_ACTIVITY_
All of the data is to be written out again exactly, without the pictures.

[Saved data entries]
■ ■ ■ ■ ■ ■ ■
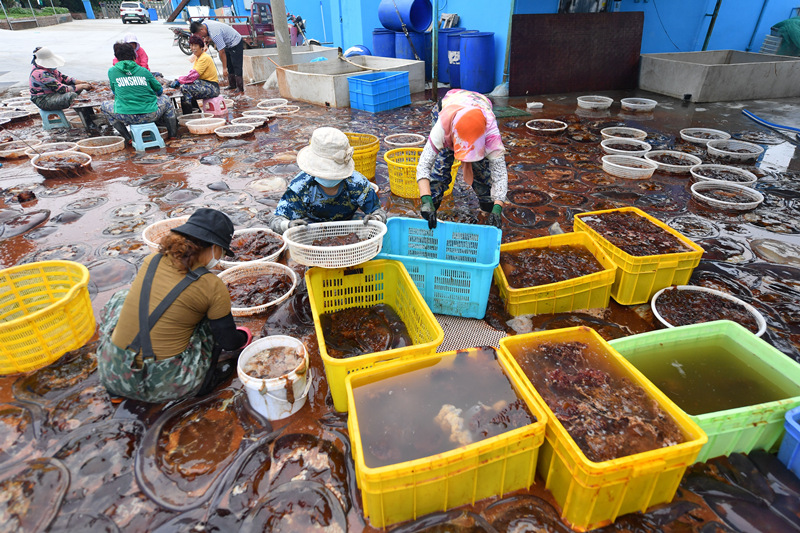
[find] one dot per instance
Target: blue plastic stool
(59, 122)
(140, 131)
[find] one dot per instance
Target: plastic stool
(59, 122)
(138, 133)
(215, 106)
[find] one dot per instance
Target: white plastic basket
(595, 102)
(228, 131)
(15, 149)
(253, 269)
(204, 126)
(552, 126)
(224, 263)
(691, 135)
(638, 104)
(691, 160)
(608, 147)
(622, 132)
(722, 149)
(402, 140)
(698, 190)
(271, 102)
(748, 178)
(762, 324)
(152, 234)
(299, 240)
(628, 167)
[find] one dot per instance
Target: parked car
(129, 11)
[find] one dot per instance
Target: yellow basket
(640, 277)
(402, 164)
(45, 311)
(491, 467)
(365, 153)
(593, 494)
(365, 285)
(586, 292)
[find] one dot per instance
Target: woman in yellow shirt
(202, 82)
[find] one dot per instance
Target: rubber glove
(428, 211)
(248, 333)
(494, 218)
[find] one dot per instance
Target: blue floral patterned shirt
(304, 198)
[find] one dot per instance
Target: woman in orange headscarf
(465, 129)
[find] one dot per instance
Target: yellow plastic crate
(585, 292)
(491, 467)
(639, 278)
(593, 494)
(402, 163)
(45, 311)
(365, 285)
(365, 153)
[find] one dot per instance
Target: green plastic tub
(741, 429)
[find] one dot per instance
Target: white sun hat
(329, 156)
(47, 59)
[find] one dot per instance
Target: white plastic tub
(270, 397)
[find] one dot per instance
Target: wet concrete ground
(60, 420)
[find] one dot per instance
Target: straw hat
(329, 156)
(47, 59)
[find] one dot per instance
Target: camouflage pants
(165, 110)
(178, 377)
(54, 101)
(441, 178)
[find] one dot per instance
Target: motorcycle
(181, 40)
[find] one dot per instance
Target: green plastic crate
(742, 429)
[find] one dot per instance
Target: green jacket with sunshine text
(135, 89)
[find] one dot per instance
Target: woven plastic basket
(724, 149)
(402, 164)
(628, 167)
(102, 145)
(762, 324)
(267, 258)
(251, 270)
(703, 135)
(45, 312)
(152, 234)
(608, 146)
(622, 132)
(700, 190)
(300, 239)
(365, 152)
(691, 160)
(743, 177)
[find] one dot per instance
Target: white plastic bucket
(269, 396)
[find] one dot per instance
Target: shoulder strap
(142, 340)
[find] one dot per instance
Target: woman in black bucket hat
(161, 340)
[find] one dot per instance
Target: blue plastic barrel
(383, 42)
(454, 57)
(417, 14)
(477, 61)
(441, 53)
(403, 49)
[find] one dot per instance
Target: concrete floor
(87, 47)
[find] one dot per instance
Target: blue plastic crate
(451, 265)
(789, 454)
(379, 91)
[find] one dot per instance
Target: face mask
(327, 183)
(213, 262)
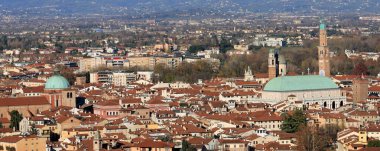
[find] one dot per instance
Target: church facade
(310, 89)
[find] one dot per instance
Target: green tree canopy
(16, 117)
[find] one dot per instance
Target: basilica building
(57, 91)
(309, 89)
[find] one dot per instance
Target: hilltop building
(276, 64)
(323, 52)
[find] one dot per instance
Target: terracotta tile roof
(14, 139)
(24, 101)
(375, 88)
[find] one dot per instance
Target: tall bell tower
(323, 52)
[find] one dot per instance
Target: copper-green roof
(57, 82)
(299, 83)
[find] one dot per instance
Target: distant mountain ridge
(120, 7)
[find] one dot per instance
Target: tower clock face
(322, 72)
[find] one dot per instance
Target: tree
(374, 143)
(292, 123)
(34, 130)
(16, 117)
(312, 139)
(186, 146)
(360, 68)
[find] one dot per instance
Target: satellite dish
(322, 72)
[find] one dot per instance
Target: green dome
(57, 82)
(300, 83)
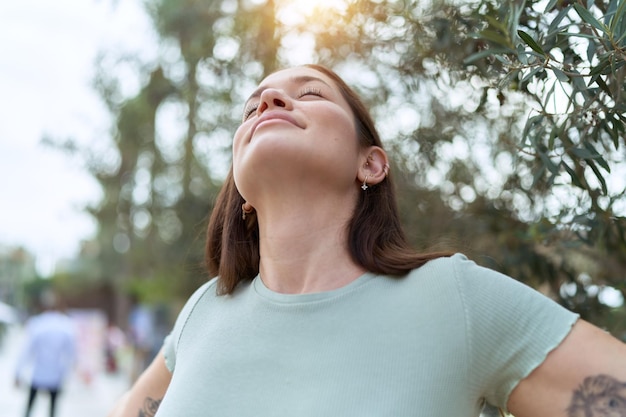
■ ■ ■ ■ ■ ■ ■
_YOUR SOLUTION_
[find] one dot per instance
Target: blue plastic stool
(59, 122)
(140, 131)
[find] one dot per instance
Target: plastic stool
(59, 122)
(138, 133)
(215, 106)
[find] one dot per instance
Target: white plastic basket
(595, 102)
(228, 131)
(15, 149)
(253, 269)
(204, 126)
(552, 126)
(224, 263)
(691, 135)
(638, 104)
(691, 160)
(608, 147)
(622, 132)
(722, 149)
(402, 140)
(698, 190)
(271, 102)
(748, 178)
(762, 324)
(152, 234)
(299, 240)
(628, 167)
[find] one dot per instance
Target: parked car
(129, 11)
[find] one dot per instance
Target: yellow basket
(640, 277)
(402, 164)
(45, 311)
(491, 467)
(365, 153)
(593, 494)
(365, 285)
(586, 292)
[find] one dot per instance
Target: woman in yellow shirt
(202, 82)
[find] one dot per instance
Target: rubber glove
(428, 211)
(248, 333)
(494, 218)
[find] one dot per instance
Target: blue floral patterned shirt
(304, 198)
[find] one dot per instance
Target: woman in orange headscarf
(465, 129)
[find] one dot per instance
Target: yellow plastic crate
(585, 292)
(491, 467)
(639, 278)
(593, 494)
(402, 163)
(45, 311)
(365, 285)
(365, 153)
[find] one dot per instance
Target: green plastic tub
(741, 429)
[find] one dot per instance
Target: white sun hat
(329, 156)
(47, 59)
[find] one dot per instance
Target: white plastic tub
(270, 397)
[find] one dot per instance
Target: wet concrete ground
(60, 420)
[find] one dot per instance
Target: straw hat
(329, 156)
(47, 59)
[find] one dot per instance
Target: camouflage pants
(165, 110)
(178, 377)
(54, 101)
(441, 178)
[find] one dot per instance
Target: motorcycle
(181, 40)
[find] one dot per instance
Target: green plastic crate
(742, 429)
[find] one dot per instance
Target: green jacket with sunshine text
(135, 89)
[find] one dot per instance
Target: woven plastic basket
(724, 149)
(402, 164)
(628, 167)
(102, 145)
(762, 324)
(267, 258)
(251, 270)
(703, 135)
(45, 312)
(152, 234)
(608, 146)
(622, 132)
(700, 190)
(300, 239)
(365, 152)
(691, 160)
(743, 177)
[find] one dot per instance
Target: white plastic bucket
(269, 396)
[find] one dot per instance
Target: shoulder strap
(142, 340)
[find] one dot per instance
Target: woman in black bucket hat
(161, 340)
[find] one dot per instance
Target: blue plastic barrel
(383, 42)
(454, 57)
(417, 14)
(477, 61)
(441, 53)
(403, 49)
[find] one dot per instance
Target: concrete floor
(87, 47)
[find] one dot per instance
Target: blue plastic crate
(451, 265)
(789, 454)
(379, 91)
[find] one dot per instance
Target: face mask
(327, 183)
(213, 262)
[find] one dot per instance
Target: church facade
(310, 89)
[find] one dot per instance
Target: green tree canopy
(16, 117)
[find] one dot per instance
Target: basilica building
(57, 91)
(309, 89)
[find] one dot per instance
Target: hilltop building
(276, 64)
(323, 52)
[find] one dot per instance
Target: terracotta tile roof
(14, 139)
(24, 101)
(375, 88)
[find] one dot per instance
Target: tall bell tower
(323, 52)
[find] one dot per instance
Target: copper-green roof
(57, 82)
(299, 83)
[find] one dot per instance
Target: distant mountain ridge
(120, 7)
[find] one dot per instance
Target: tower clock face
(322, 72)
[find] one dot per instance
Target: tree
(374, 143)
(292, 123)
(34, 130)
(16, 117)
(312, 139)
(186, 146)
(360, 68)
[find] one dot per instance
Target: satellite dish
(322, 72)
[find] one dot per instance
Target: green dome
(57, 82)
(300, 83)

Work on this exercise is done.